>> start Document extract
The main difference between the two characters is that while the wife's attitude is based on ignorance, 'Dockens' is fully aware of the national peril but determined that other people should make the sacrifices needed to avert it. Like the farmers in Weyman's letter, Watt regards the war effort as having no claim on himself or his family and he carries his point partly by the crude device of reminding the tribunal members of their debts to him ('peers' ironically suggests that Watt and his judges are morally indistinguishable and that all the local worthies share his selfish attitudes). He complains, as farmers did regularly from early in the war, about the difficulties created by men leaving for the front:

Ye've grun yersel's an' ken the tyauve it is to wirk a ferm,
An' a' the fash we've had wi' fouk gyaun aff afore the term;
We've nane to spare for sojerin', that's nae oor wark ava'.

In fact, the details we are given about him make it clear that far from 'tyauvin" with the land, or struggling (as he implies) to find his rent, he is very prosperous indeed, with two grown sons, three feed men and the deemie to help with the work of the farm--and he himself is clearly in the prime of life.
The couple in 'The Wife on the War' are in a very different position; they are an ageing cottar couple and only employ one man and a girl. The wife has to struggle with the multitude of jobs which the wife of a small farmer has to do, so we have considerably sympathy for her out-burst when her husband injudiciously refers to the military struggle going on in Europe:


The wifie was thrang wi' the coggin' o' caur,
An' makin' new cheese an' the yirnin' o't,
But when the guidman loot a wird aboot war
She fairly got on to the girnin' o't.

Her girns are an entertaining mixture of the trivial and the serious, from the want of 'bear-meal' for bannocks (the miller has enlisted) and the fact that shopkeepers now charge for pins, to the genuinely difficult question of how they will be able to keep the croft going:

There's nae teucher ley than oor ain on the Don
An' fa's gyaun to tackle the plooin' o't?

It becomes clear as her list of complaints continues that the main reason for her irritation is the fact that the aul' man's intense interest in the war news has left her with even more to do than usual--and has also involved extra expense; she reproaches him with:

...the fite siller on papers ye spen',
The time that ye connach at readin' o't,
Wi' specs on, ye hunker for 'oors upon en',
The wark's left to me an' the speedin' o't.

Even after many decades of inflation, this North-east reader still res-ponds sympathetically to the scandalised force of fite siller--an' nae jist coppers--being squandered on newspapers.
>> end Document extract
* Direction 1
Arrange everything in the records from the line containing "of the blue" down to the end of the records as a JSON list of strings, one string per line, skipping blank lines. Leave the pictures out of the list.
The records below are unrelated to the commentary on the wartime dialect poems.
>> start Records shown
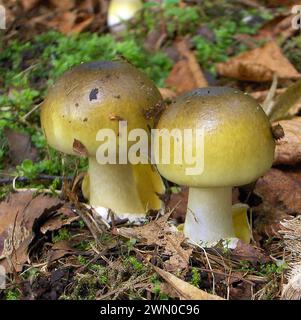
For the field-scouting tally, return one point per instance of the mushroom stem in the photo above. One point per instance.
(209, 215)
(128, 190)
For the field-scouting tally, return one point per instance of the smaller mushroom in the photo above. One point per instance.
(238, 149)
(95, 96)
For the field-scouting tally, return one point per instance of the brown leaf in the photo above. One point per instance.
(159, 232)
(19, 215)
(288, 149)
(289, 102)
(167, 93)
(177, 204)
(63, 217)
(29, 4)
(281, 189)
(259, 65)
(82, 25)
(186, 74)
(281, 199)
(185, 290)
(64, 22)
(280, 26)
(20, 147)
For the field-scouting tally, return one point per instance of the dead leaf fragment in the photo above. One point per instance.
(247, 252)
(281, 189)
(79, 148)
(19, 216)
(159, 232)
(185, 290)
(63, 217)
(186, 74)
(20, 147)
(288, 149)
(259, 65)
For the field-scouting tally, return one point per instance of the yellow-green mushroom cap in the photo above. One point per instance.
(94, 96)
(238, 142)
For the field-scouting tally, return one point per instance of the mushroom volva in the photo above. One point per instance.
(94, 96)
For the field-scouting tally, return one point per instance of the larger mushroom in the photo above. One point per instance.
(238, 148)
(94, 96)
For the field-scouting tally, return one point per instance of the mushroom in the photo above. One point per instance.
(238, 149)
(98, 95)
(120, 11)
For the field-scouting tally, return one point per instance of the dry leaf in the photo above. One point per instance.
(291, 232)
(259, 65)
(19, 216)
(281, 189)
(29, 4)
(186, 74)
(185, 290)
(59, 250)
(247, 252)
(63, 5)
(280, 192)
(159, 232)
(288, 149)
(20, 147)
(177, 204)
(167, 93)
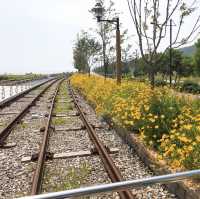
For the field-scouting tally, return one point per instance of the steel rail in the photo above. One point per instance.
(163, 179)
(13, 98)
(37, 178)
(11, 125)
(108, 162)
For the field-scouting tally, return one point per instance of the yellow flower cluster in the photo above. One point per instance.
(163, 121)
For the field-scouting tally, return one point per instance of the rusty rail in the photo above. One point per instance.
(11, 125)
(13, 98)
(37, 178)
(108, 162)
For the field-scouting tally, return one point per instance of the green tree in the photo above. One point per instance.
(197, 57)
(151, 19)
(85, 52)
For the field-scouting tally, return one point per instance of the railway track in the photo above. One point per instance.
(73, 149)
(4, 133)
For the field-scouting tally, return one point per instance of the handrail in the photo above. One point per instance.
(117, 186)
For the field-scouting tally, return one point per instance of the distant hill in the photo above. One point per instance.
(189, 50)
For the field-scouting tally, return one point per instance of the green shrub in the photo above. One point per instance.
(190, 87)
(158, 120)
(160, 82)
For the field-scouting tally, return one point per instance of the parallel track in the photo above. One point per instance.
(12, 99)
(11, 125)
(109, 165)
(37, 178)
(108, 162)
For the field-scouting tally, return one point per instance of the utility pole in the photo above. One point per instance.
(118, 53)
(170, 55)
(99, 10)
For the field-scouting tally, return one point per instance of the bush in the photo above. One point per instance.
(158, 119)
(190, 87)
(160, 82)
(162, 120)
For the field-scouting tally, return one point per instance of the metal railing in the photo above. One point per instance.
(117, 186)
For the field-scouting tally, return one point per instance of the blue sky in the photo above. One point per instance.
(38, 35)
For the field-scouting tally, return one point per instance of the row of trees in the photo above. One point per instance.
(102, 43)
(182, 65)
(151, 22)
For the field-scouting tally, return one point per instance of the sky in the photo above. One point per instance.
(38, 35)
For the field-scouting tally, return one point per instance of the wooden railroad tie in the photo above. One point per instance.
(51, 156)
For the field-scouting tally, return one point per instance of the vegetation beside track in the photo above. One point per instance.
(28, 77)
(167, 123)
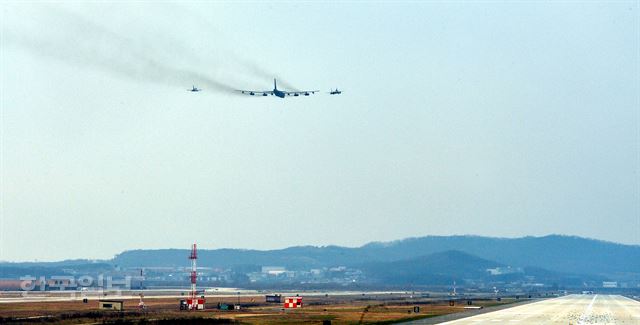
>> end Records shown
* Direction 2
According to the commentary on the wartime dialect poems, how many feed men help with the work of Watt's farm?

* Full answer 1
[
  "For the field-scouting tally, return one point per instance of the blue sky in the photo above. One point per instance.",
  "(38, 35)",
  "For the field-scouting tally, return one point per instance of the row of trees in the photo above. One point per instance.",
  "(102, 43)",
  "(182, 65)",
  "(151, 22)",
  "For the field-scouting tally, return one point per instance of the sky in the photo above. One point per instance.",
  "(38, 35)",
  "For the field-scouting tally, return one point per instance of the wooden railroad tie in the photo above. One point per instance.",
  "(51, 156)",
  "For the field-scouting tally, return one point per instance of the vegetation beside track in the photo above. One point per instance.",
  "(28, 77)",
  "(167, 123)"
]

* Full answer 2
Three feed men help with the work of his farm.